#### [What to produce]
Please copy out everything in the records from the line containing "Could you point out where the green tree" down to the line containing "0,0 -> 387,366", both ends included, leaving the request lines unchanged. In the answers, scale every box coordinate by 2.6 and round it to a whole number, with halves rounding up.

########################################

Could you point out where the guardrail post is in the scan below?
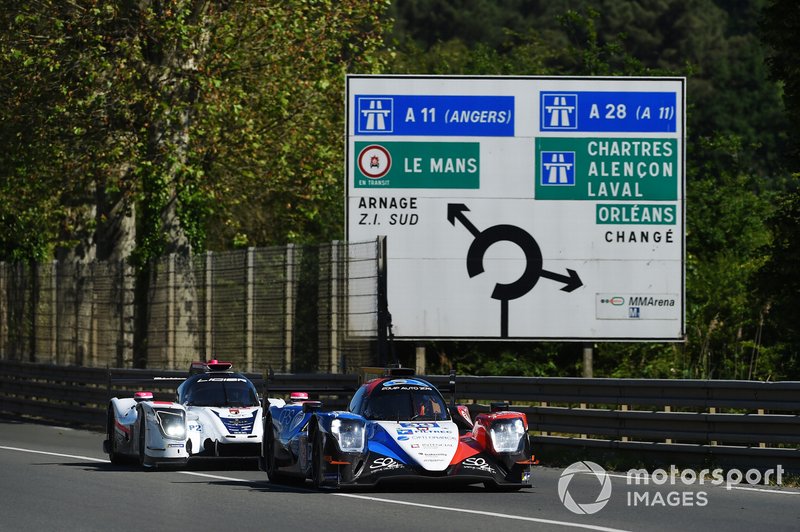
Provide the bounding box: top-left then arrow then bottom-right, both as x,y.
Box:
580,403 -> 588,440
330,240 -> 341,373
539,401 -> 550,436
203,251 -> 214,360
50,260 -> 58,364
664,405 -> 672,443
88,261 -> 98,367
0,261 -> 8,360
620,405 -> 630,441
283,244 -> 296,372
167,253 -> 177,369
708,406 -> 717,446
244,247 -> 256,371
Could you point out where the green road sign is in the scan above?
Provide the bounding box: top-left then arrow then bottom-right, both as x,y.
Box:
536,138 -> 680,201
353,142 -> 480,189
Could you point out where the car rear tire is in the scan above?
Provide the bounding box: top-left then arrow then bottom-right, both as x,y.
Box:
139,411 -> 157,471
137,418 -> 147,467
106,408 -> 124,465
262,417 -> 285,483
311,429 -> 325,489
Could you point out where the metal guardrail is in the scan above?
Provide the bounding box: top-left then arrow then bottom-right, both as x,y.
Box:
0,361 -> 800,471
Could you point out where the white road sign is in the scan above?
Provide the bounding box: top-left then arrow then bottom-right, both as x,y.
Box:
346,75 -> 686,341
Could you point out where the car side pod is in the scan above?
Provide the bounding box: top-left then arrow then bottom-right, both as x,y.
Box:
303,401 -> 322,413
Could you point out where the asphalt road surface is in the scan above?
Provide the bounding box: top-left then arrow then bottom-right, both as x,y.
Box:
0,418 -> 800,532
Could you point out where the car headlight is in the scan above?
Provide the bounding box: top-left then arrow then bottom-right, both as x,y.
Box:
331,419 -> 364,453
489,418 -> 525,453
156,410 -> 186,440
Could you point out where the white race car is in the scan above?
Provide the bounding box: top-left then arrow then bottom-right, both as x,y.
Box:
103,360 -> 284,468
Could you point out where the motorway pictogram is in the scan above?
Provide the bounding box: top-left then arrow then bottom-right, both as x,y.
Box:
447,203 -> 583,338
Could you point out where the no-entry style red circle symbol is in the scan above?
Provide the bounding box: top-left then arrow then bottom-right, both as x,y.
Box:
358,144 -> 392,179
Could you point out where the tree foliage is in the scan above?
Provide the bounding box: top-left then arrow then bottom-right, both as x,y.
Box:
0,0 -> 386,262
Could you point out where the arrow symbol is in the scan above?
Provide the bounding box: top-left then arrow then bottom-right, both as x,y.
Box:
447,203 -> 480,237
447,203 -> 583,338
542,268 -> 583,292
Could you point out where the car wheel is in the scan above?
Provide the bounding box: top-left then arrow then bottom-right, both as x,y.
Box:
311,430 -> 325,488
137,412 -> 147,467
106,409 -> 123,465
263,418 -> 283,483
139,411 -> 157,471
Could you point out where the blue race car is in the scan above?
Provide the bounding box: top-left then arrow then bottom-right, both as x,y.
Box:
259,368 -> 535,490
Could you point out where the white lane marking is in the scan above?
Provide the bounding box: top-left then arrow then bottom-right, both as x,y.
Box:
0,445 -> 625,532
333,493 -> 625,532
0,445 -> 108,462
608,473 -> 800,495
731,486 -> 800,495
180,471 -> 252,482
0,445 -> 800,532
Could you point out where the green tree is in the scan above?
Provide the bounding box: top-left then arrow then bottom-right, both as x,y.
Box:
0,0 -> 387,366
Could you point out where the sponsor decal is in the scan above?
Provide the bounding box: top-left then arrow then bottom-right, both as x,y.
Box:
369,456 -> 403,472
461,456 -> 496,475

########################################

#### [Completed exercise]
Could you point out where the green tree is in the scan above?
Provide the bounding box: top-left then arrow then bottom-right, both as x,y.
Box:
0,0 -> 1006,952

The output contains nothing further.